Data provided:
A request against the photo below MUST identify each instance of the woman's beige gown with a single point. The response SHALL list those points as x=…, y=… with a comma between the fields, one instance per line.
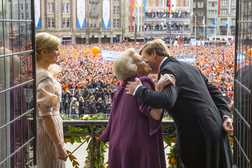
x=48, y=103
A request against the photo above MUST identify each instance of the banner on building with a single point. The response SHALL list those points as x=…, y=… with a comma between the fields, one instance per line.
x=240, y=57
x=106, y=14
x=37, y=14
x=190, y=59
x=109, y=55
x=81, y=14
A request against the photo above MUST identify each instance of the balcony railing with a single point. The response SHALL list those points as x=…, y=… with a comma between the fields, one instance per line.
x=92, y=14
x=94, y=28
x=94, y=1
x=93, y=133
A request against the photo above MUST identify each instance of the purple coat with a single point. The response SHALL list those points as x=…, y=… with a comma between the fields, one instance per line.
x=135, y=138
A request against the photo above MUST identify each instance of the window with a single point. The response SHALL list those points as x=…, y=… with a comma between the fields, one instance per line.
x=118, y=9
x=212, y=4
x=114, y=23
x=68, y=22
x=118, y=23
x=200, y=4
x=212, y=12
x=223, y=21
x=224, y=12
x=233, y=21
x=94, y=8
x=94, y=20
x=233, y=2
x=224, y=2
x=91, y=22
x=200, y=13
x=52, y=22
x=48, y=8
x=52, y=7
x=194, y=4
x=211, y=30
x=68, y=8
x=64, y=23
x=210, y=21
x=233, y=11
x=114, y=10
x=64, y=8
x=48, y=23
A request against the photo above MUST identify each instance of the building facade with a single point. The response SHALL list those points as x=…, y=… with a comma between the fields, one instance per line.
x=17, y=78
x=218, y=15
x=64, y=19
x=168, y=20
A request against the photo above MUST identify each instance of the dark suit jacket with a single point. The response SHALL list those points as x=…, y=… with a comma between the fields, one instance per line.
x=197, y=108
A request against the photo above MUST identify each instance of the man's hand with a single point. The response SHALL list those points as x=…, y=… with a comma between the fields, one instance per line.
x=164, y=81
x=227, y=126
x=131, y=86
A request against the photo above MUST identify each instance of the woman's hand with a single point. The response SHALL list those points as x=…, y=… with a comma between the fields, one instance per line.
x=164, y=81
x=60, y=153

Task to complete: Can you set out all the rows above as a numbered list, skipping any blank lines and leaving out the pictures?

Full response:
1. A request against the photo below MUST identify each instance of the woman's beige gown with a single point. The response SHALL list those points as x=…, y=… with a comma between the fields, one instance per line.
2. x=48, y=103
3. A request against the photo above MUST identify each instance of the banner on building with a single point. The response SHALL list those points as x=…, y=… with a comma between the fields, one instance per line.
4. x=240, y=57
5. x=106, y=14
6. x=37, y=14
7. x=190, y=59
8. x=109, y=55
9. x=81, y=14
10. A request against the photo above MUST identify each instance of the balcony railing with a single point. The response SHALL list those points as x=…, y=… with a comma between the fields, one instance per line.
11. x=92, y=14
12. x=94, y=28
13. x=94, y=1
14. x=93, y=133
15. A request against the photo above MUST identify each instance of the purple coat with a single point. The response SHALL list those points as x=…, y=… with a comma between the fields, one instance per line.
16. x=135, y=138
17. A request against the photo above MUST identify each instance of the window with a single point. The response SHALL list those points as x=…, y=… with a comma between the fields, one instance per line.
18. x=118, y=9
19. x=212, y=4
20. x=114, y=23
21. x=68, y=22
22. x=118, y=23
23. x=200, y=4
24. x=212, y=12
25. x=223, y=21
26. x=224, y=12
27. x=233, y=21
28. x=94, y=8
29. x=94, y=20
30. x=233, y=2
31. x=224, y=2
32. x=91, y=22
33. x=200, y=13
34. x=52, y=22
35. x=48, y=8
36. x=52, y=7
37. x=194, y=4
38. x=211, y=30
39. x=68, y=8
40. x=64, y=23
41. x=210, y=21
42. x=233, y=11
43. x=114, y=10
44. x=64, y=8
45. x=48, y=23
46. A request against the photo above MUST identify each instance of the building facade with a single point. The response SHALL list those points as x=…, y=… with a comma between the fields, one instance per line.
47. x=17, y=78
48. x=218, y=15
49. x=64, y=19
50. x=168, y=20
51. A request against the photo above MUST identify each instance of the dark suit jacket with a single point. The response SHALL list those points as x=…, y=… with a comma between the fields, one instance per line.
52. x=197, y=108
53. A request against the photo above MUST identify each instance of the man's hand with a single point. The response SHALL list those points as x=…, y=… with a comma between the fields, one instance per line.
54. x=164, y=81
55. x=227, y=126
56. x=131, y=86
57. A request against the photo above MUST identify each instance of the woman's hand with a single point. The response SHALL list those points as x=…, y=… with a comma between the fields, one instance per line.
58. x=164, y=81
59. x=60, y=153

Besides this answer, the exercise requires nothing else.